- Azioni da svolgere -
1) Aggiorna il brano sulle traduzioni riscrivendo la parte compresa tra "A.C.: L’immediatezza del" e "insieme alla musica.", estremi inclusi. Sostituisci ogni occorrenza di "musica" con "melodia".
2) Prosegui il brano sulle traduzioni a partire dal punto in cui termina.

Sì, abbiamo dovuto mandare alle edizioni originali le traduzioni in inglese, che ho fatto fare a una traduttrice, delle traduzioni in italiano fatte da me. Non so se Dylan stesso se le sia lette, ma comunque ci sono state approvate. La prima esperienza in questo senso l’avevo avuta con Locasciulli, in occasione del suo album citato prima, Il futuro, che conteneva anche una mia traduzione di “The Future” di Leonard Cohen, oltre ad altre traduzioni varie di Mimmo. Tutto filò liscio, tranne che per “Powderfinger” di Neil Young, che fece rifare la traduzione più volte, fino a che si cercò di convincerlo che era una buona occasione per far arrivare la comprensione della sua canzone al pubblico italiano. E lui finalmente accettò.
A.C.: L’immediatezza del suono della parola cantata che hai ottenuto in queste traduzioni, riflette anche l’immediatezza del suono dei testi nelle tue canzoni. Quando ascolto una canzone, di solito vengo attratto più facilmente dalla musica, mentre nell’immediato riesco a seguire più difficilmente il testo. Nel tuo caso invece riesco a seguire subito il testo insieme alla musica.

- Materiale fornito -

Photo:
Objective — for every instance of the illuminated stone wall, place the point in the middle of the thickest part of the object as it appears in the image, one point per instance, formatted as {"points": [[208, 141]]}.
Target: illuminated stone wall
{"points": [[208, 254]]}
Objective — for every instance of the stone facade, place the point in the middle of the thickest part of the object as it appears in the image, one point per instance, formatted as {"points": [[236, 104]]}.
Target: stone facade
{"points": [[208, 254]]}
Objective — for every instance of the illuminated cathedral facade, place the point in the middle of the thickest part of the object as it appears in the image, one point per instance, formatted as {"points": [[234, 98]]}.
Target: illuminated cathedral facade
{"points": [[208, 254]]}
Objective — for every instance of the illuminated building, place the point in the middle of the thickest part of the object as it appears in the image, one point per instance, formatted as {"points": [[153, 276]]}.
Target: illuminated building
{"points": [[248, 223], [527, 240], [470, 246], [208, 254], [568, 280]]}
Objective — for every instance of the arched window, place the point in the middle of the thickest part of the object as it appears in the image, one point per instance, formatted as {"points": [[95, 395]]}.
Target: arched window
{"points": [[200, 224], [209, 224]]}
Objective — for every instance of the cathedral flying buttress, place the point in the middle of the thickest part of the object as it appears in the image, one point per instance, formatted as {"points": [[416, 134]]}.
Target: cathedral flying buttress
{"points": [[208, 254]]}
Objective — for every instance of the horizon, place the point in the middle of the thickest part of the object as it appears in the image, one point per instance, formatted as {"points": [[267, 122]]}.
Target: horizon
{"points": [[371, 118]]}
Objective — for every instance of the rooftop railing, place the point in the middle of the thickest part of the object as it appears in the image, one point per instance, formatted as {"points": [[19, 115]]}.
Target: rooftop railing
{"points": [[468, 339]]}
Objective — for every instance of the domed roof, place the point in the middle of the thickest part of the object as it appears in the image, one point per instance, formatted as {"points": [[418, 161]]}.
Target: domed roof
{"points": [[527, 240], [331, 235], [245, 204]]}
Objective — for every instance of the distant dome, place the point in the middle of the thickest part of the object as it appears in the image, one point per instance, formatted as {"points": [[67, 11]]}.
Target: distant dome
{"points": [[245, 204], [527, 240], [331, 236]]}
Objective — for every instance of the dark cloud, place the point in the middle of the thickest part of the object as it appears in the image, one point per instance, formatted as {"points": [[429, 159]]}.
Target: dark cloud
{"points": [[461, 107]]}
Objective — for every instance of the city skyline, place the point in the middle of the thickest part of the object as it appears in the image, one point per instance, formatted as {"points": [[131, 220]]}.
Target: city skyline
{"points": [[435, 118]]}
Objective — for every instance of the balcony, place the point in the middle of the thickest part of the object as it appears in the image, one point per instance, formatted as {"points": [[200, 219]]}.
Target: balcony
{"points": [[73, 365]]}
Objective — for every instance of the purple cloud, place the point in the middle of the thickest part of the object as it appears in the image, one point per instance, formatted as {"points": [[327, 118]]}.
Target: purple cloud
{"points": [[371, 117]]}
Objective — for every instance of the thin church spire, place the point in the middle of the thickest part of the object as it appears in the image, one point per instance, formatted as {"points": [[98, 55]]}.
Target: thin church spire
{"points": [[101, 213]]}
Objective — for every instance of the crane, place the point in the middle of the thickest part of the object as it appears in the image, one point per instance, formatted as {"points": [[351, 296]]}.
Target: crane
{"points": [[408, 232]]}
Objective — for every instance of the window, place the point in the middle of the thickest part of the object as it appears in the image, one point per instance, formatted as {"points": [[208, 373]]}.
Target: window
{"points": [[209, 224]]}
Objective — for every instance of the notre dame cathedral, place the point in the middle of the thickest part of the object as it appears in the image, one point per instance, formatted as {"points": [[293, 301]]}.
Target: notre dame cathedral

- Risultati per compito -
1)
A.C.: L’immediatezza del suono della parola cantata che hai ottenuto in queste traduzioni, riflette anche l’immediatezza del suono dei testi nelle tue canzoni. Quando ascolto una canzone, di solito vengo attratto più facilmente dalla melodia, mentre nell’immediato riesco a seguire più difficilmente il testo. Nel tuo caso invece riesco a seguire subito il testo insieme alla melodia.

2)
Questo è un bel complimento, grazie. Be’, essendo nato sotto la stella di De André, alla fine è chiaro che per me la canzone vuol dire anche parole, non dico soprattutto, ma anche le parole. Ricordo che quando ero proprio piccolo piccolo, mia madre sentiva l’opera alla radio, come tutte le ‘brave ragazze’ della sua generazione. Io la sentivo con lei e mi piaceva tutto questo suono, tutte queste voci, però mi lamentavo che non capivo le parole. Quindi questo mio amore per capire il senso, per capire il testo c’è sempre stato. E una volta diventato un cantante, probabilmente cerco di fare in modo che le mie parole si capiscano, sia nel missaggio, sia nella scansione mentre canto; nel missaggio però bisogna stare attenti a non mettere la voce troppo fuori, perché è una cosa che odio. E la musica è importante, è forse la cosa più importante, il suono è importante, e torniamo alla parola ‘suono’, ma sempre che la musica non renda le parole incomprensibili: non solo devono rimanere comprensibili, ma devono avere peso, devono avere il suono.
R.B.: Invece di ricordarti la melodia, devi ricordarti la sequenza di parole.
È l’importanza sonora: il testo può anche essere una stronzata, però le parole devono avere un’importanza.
A.C.: In un’intervista recente dicevi di Dylan che le sue parole cantate sono come ‘come sassi’. Senza fare paragoni, però De André è effettivamente uno che ti fa capire bene i testi, ma usa un altro sistema: lui articola molto bene sfruttando la sua voce stentorea, però in un certo senso è meno musicale…
È un altro tipo di musicalità…
A.C.: Mentre in te è proprio la musicalità che colpisce, e la canzone arriva così, direttamente.
Però, così come io ho avuto l’imprinting di De André, lui ha avuto l’imprinting di Brassens, dei francesi, di Brel, che coltivavano forse il culto della parola in modo diverso.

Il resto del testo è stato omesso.